**What is being asked:**
Format the rows below as a numbered list with blank lines omitted. Leave the pictures out of your answer.

* * * * *

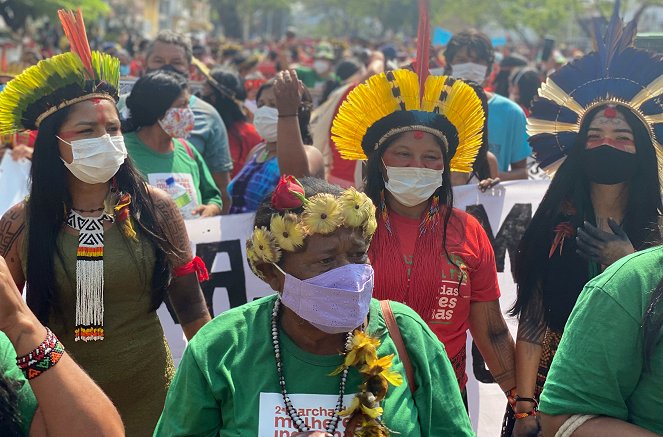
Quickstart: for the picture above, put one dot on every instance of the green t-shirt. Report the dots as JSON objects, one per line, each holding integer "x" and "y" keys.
{"x": 27, "y": 403}
{"x": 227, "y": 383}
{"x": 599, "y": 366}
{"x": 190, "y": 172}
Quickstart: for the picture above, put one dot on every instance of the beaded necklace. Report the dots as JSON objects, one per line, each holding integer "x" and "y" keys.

* * * * *

**Answer to this exercise:**
1. Quickstart: for the picture above, put one dot on every instance of the green t-shirt. Report the dots as JSON objects, one per line, each holding integer "x" and "y" keys.
2. {"x": 27, "y": 403}
3. {"x": 227, "y": 383}
4. {"x": 599, "y": 366}
5. {"x": 190, "y": 172}
6. Quickstart: for the picture above, put one dot on every instance of the beaded necklace. Report the dots as JSON objects, one per line, each holding integer "x" and "y" keys.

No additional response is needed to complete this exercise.